◆ **STATED PROBLEM**: Rewrite all of the rows below, substituting "place a marker" for every occurrence of "drop a pin" and leaving everything else unchanged. Omit the pictures from your answer.

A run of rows

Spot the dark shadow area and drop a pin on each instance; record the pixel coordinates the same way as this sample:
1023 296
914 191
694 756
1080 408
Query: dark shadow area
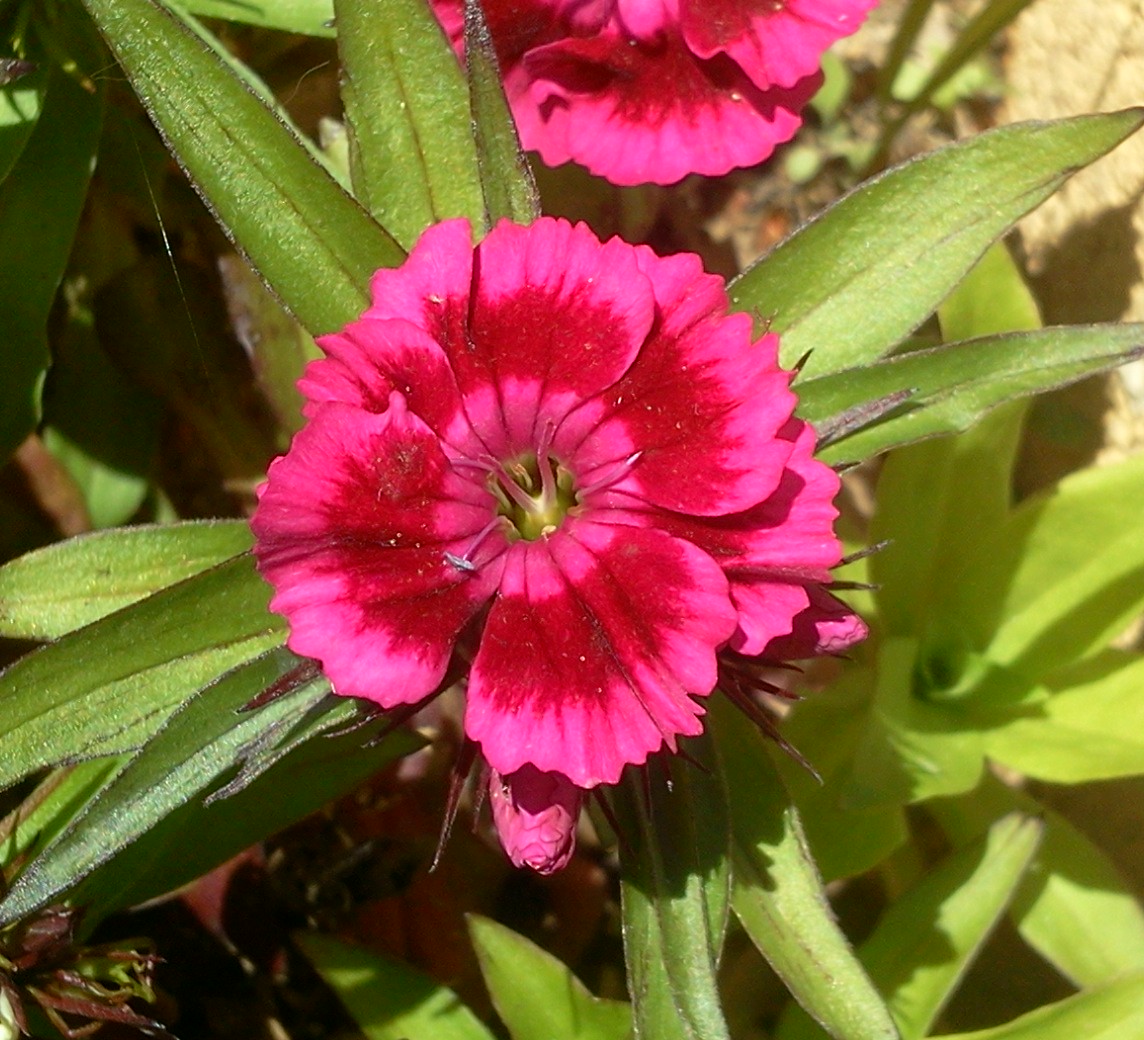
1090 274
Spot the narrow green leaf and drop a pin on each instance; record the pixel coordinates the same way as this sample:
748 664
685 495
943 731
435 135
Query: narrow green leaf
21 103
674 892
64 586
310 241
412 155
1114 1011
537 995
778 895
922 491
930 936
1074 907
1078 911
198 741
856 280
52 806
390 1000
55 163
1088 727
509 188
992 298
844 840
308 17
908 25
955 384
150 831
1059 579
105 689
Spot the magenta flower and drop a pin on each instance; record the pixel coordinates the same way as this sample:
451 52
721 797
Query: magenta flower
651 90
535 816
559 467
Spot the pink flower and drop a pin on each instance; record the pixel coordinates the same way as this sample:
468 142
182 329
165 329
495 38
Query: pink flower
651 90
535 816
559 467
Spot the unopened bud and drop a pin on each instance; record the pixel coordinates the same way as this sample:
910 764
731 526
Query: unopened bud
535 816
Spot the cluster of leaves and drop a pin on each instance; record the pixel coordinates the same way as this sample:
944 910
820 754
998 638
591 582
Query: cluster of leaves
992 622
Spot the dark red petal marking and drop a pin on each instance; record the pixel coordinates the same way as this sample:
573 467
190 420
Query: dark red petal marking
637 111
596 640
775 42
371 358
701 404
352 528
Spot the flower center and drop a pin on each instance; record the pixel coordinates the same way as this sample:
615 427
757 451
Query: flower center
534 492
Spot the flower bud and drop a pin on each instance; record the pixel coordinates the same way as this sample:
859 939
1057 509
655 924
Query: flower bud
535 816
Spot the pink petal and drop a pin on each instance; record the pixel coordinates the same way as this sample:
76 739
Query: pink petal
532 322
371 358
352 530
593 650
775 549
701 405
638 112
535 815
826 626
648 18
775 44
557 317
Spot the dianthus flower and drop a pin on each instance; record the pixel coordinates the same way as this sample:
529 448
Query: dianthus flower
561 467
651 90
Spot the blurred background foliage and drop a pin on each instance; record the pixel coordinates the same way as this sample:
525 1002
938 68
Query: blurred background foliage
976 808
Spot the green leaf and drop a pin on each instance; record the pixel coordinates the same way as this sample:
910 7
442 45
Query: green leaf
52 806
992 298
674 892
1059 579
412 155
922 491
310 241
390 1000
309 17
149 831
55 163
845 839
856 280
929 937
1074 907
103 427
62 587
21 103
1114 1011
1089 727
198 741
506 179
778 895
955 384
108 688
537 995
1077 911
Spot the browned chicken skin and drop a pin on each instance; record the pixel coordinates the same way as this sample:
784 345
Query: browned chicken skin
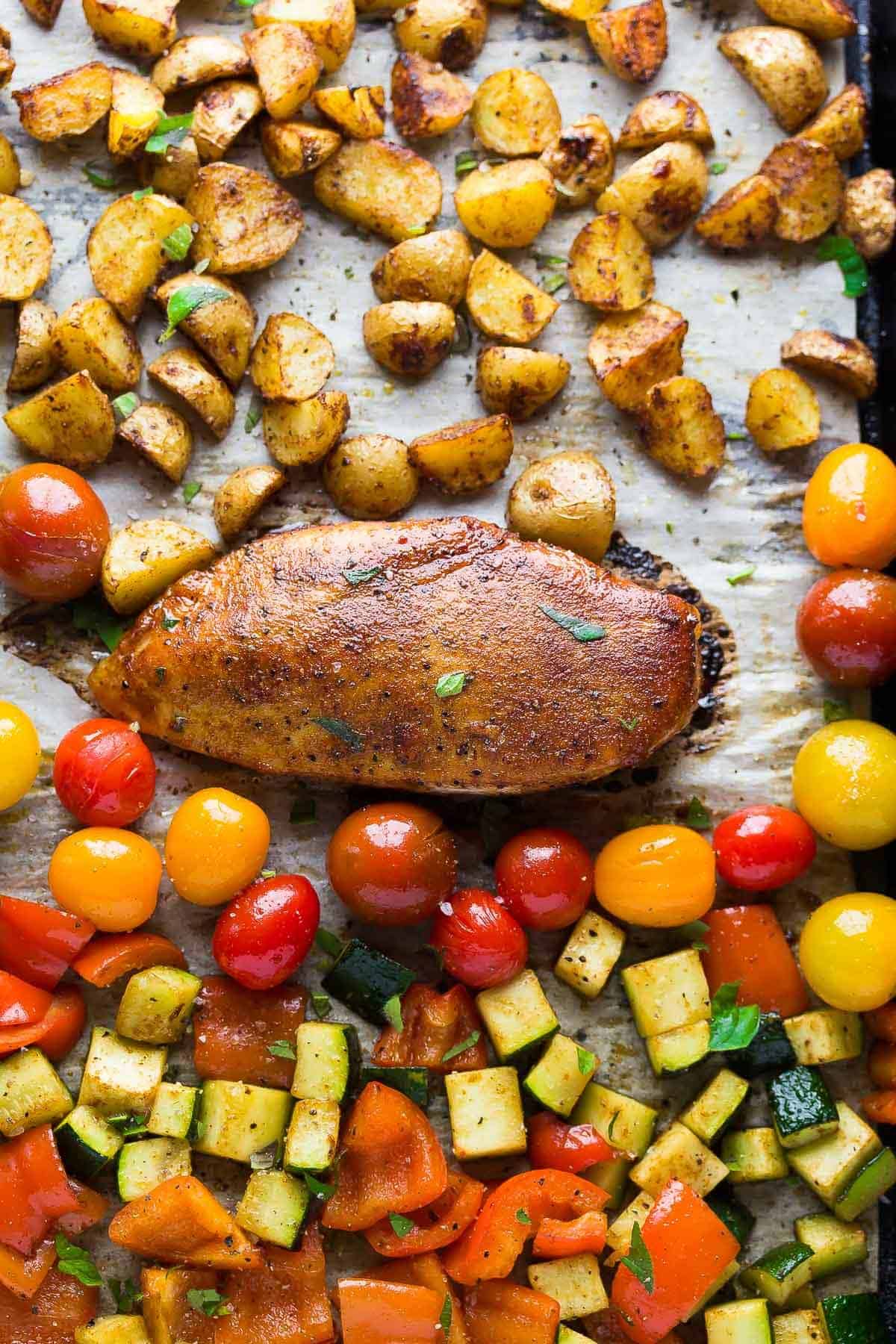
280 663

◆ **WRITTEN ANSWER**:
Spot the dark shadow area and place a marker on each instance; record the pixel coordinates the same way as this sample:
1023 296
914 191
694 756
1080 408
Query: dark shadow area
1090 274
Spot the narrow green leaf and place a marker on each instance; record the pixel coordinates the same way as this sample:
748 664
685 495
943 731
435 135
Query: narrow green leaf
21 103
674 892
64 586
310 241
412 155
1114 1011
537 995
778 895
922 491
930 936
1074 907
1078 911
198 741
856 280
52 806
390 1000
55 163
1088 727
509 188
992 298
844 840
308 17
908 25
955 384
150 831
1059 579
105 689
Spot the magenta flower and place a marker on each instance; record the pixel coordinates the same way as this sample:
451 52
721 797
Query: magenta flower
651 90
535 816
559 467
Spot the pink flower and place a marker on each instance; record the pixel coordinates the same way as this sample:
468 142
182 329
165 329
495 38
Query: pink flower
651 90
535 816
559 467
Spot the unopened bud and place a marker on each instance; record the pixel coordinates the same way as this sample:
910 764
731 526
Query: unopened bud
535 816
Spot the cluster of leaves and place a marker on each instance; record the pixel coordinates the same way as this sample:
944 910
820 754
998 638
591 582
Query: cluster of leaves
992 622
Spot the dark red petal marking and place a marker on each instance; record the pixel coordinates the same way as this sample:
573 467
190 420
Query: dark red petal marking
637 111
596 640
775 42
371 358
701 404
352 528
Spot the flower center and place a marker on each instance; record the pixel coordinates the same way as this sample:
615 427
757 451
Query: flower center
534 492
Spot the flower bud and place a marker on each instance; record the pixel coordinates the same way as this sample:
859 939
1057 509
655 924
Query: flower bud
535 816
Spot the pink petal and place a marker on each instance; record the pixel coordinates the same way as this sample:
76 739
Query: pink petal
532 322
371 358
352 530
593 650
775 549
701 405
638 112
535 815
826 626
648 18
775 44
557 317
Spot the dianthus flower and place a marker on each instance; record the pixel coordinates the same way as this sample:
529 448
Query: dianthus flower
561 467
651 90
Spot the blurred background foliage and place a marker on each instance; record the pixel coordinates the same way as this sample:
525 1002
938 68
Query: blurred background foliage
976 808
Spot the green leaf and place a marker on each instance; record the pixel coordinates the same way as this sample:
910 7
442 45
Query: green leaf
52 806
992 298
674 892
1059 579
412 155
922 491
310 241
390 1000
309 17
149 831
55 163
845 839
856 280
929 937
1074 907
103 427
62 587
21 103
1114 1011
1089 727
198 741
506 179
778 895
955 384
108 688
537 995
1077 911
Spot the browned chicken skin and place a marker on each instance; record the pixel coordinates the same way as this sample:
784 345
Query: browned chicken skin
280 663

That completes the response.